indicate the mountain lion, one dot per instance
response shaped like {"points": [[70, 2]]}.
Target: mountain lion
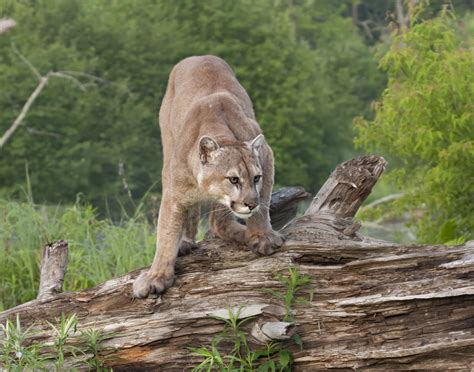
{"points": [[213, 150]]}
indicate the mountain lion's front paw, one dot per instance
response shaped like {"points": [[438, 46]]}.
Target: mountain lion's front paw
{"points": [[148, 283], [265, 243]]}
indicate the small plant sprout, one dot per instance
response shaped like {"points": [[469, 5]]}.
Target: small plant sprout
{"points": [[241, 357], [66, 326], [93, 341], [293, 284], [15, 354]]}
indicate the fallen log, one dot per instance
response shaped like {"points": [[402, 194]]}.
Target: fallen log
{"points": [[375, 305]]}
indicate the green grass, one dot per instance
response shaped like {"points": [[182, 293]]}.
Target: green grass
{"points": [[17, 353], [98, 248], [275, 356]]}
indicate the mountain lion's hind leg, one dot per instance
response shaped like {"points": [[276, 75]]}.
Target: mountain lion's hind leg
{"points": [[160, 276]]}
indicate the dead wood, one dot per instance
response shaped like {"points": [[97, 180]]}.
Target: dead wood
{"points": [[53, 269], [376, 304]]}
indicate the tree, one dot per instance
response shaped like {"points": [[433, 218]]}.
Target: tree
{"points": [[304, 65], [425, 120]]}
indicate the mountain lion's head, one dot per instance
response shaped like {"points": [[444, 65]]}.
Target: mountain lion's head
{"points": [[232, 174]]}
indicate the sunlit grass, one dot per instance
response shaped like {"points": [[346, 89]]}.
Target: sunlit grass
{"points": [[98, 249]]}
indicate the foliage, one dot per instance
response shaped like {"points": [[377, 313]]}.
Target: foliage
{"points": [[93, 343], [99, 249], [293, 284], [16, 353], [61, 335], [303, 63], [425, 120], [241, 357]]}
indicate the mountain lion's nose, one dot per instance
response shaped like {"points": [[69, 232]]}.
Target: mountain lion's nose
{"points": [[250, 205]]}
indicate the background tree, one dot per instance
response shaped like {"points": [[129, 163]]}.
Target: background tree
{"points": [[304, 65], [425, 120]]}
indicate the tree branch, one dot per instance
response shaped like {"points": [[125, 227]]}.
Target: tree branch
{"points": [[43, 80]]}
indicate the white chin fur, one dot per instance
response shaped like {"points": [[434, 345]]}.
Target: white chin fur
{"points": [[244, 216]]}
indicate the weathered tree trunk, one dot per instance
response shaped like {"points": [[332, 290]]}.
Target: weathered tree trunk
{"points": [[375, 304]]}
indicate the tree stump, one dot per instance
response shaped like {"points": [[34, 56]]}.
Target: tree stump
{"points": [[375, 305]]}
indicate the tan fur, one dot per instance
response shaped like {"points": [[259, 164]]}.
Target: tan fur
{"points": [[209, 135]]}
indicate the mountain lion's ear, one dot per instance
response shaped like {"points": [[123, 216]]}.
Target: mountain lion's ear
{"points": [[257, 142], [207, 145]]}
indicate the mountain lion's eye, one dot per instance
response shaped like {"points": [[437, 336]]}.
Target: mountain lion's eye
{"points": [[234, 180]]}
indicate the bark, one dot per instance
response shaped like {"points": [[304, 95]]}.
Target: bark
{"points": [[53, 269], [375, 305]]}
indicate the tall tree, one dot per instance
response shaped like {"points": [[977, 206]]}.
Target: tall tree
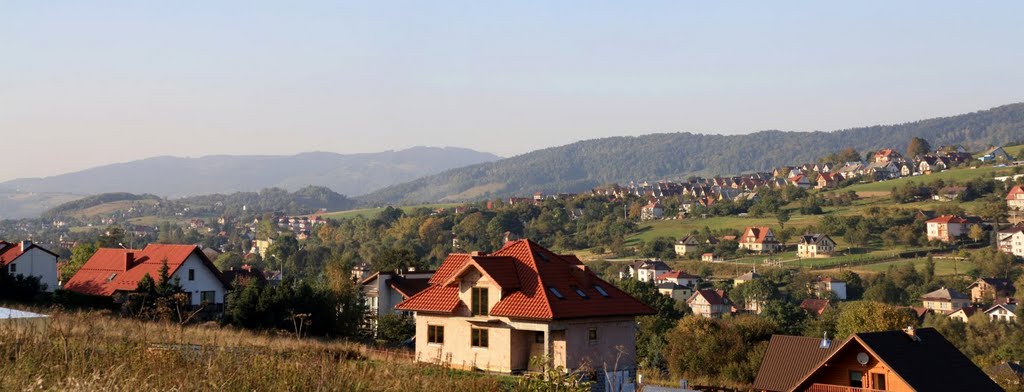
{"points": [[918, 146]]}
====================
(ACTIVITY):
The response should be the full material, repeated exactly, with images removed.

(RESULT OF THE EXERCISE):
indicate the mountain lion, one dot per instance
response shaped like {"points": [[70, 2]]}.
Target: mountain lion
{"points": [[213, 150]]}
indicate the mountain lion's front paw, one dot per instance
response shaped like {"points": [[438, 46]]}.
Target: mountain lion's front paw
{"points": [[148, 283], [265, 243]]}
indicate the small plant sprout, one dot per instance
response shaped like {"points": [[469, 5]]}.
Target: small plant sprout
{"points": [[241, 357], [66, 326], [93, 341], [293, 284], [15, 354]]}
indicate the fallen log, one dot per instance
response shaped like {"points": [[402, 194]]}.
Target: fallen log
{"points": [[375, 305]]}
indicate the green grass, one dot per instance
response shaped like {"points": [[182, 293]]}.
Target: green grass
{"points": [[17, 353], [98, 248], [275, 356]]}
indicate the mountain lion's hind leg, one dot per instance
response shaped like {"points": [[276, 75]]}.
Target: mountain lion's hind leg
{"points": [[160, 276]]}
indicate the dead wood, one dot per instance
response shaped like {"points": [[97, 180]]}.
Target: dead wood
{"points": [[53, 269], [376, 304]]}
indicate the tree, one dot per instance
response shaped like {"points": [[433, 218]]}.
Target: tree
{"points": [[304, 65], [425, 120]]}
indicate the mountain lion's head, one dot per instance
response shaped like {"points": [[444, 65]]}.
Target: mountain lion's head
{"points": [[232, 174]]}
indicate the sunlit grass, one dot per instance
response shaped like {"points": [[346, 89]]}.
Target: sunlit grass
{"points": [[98, 249]]}
indicate the foliage, one dot per instance
response shaped like {"points": [[377, 313]]}.
Target: foliage
{"points": [[93, 343], [99, 249], [293, 284], [16, 353], [61, 335], [303, 63], [425, 120], [241, 357]]}
indicate the mountain lion's nose, one dot per instance
response shaped like {"points": [[69, 232]]}.
Target: mountain lion's nose
{"points": [[250, 205]]}
indicate the background tree, one dot per instance
response shaped like {"points": [[129, 163]]}.
Target: background tree
{"points": [[304, 65], [425, 120]]}
indicate the tree branch, one dot per instance
response shaped like {"points": [[125, 227]]}.
Target: tree branch
{"points": [[43, 80]]}
indicate the white chin fur, one dot per instance
response shaped like {"points": [[434, 345]]}.
Target: white chin fur
{"points": [[244, 216]]}
indicate the weathered tree trunk, one dot per instance
response shaped like {"points": [[332, 290]]}.
Target: weathered tree trunk
{"points": [[375, 304]]}
indicate the tree stump, one dot per instance
response shaped like {"points": [[34, 56]]}.
Target: tree stump
{"points": [[375, 305]]}
indicate the tan fur, one dot per instance
response shaped like {"points": [[259, 164]]}.
Target: tan fur
{"points": [[209, 135]]}
indicate the mountain lion's ear, one dot per instance
response shaped like {"points": [[123, 216]]}.
Target: mountain lion's ear
{"points": [[257, 142], [207, 145]]}
indicate the mountain lion's eye, one dot per instance
response shaped like {"points": [[437, 336]]}.
Target: mountain lion's eye
{"points": [[234, 180]]}
indicate the bark, one dot per instance
response shaped like {"points": [[304, 95]]}.
Target: bark
{"points": [[53, 269], [375, 305]]}
indicate the tall tree, one dot per instance
response shaped like {"points": [[977, 206]]}.
Target: tall tree
{"points": [[918, 146]]}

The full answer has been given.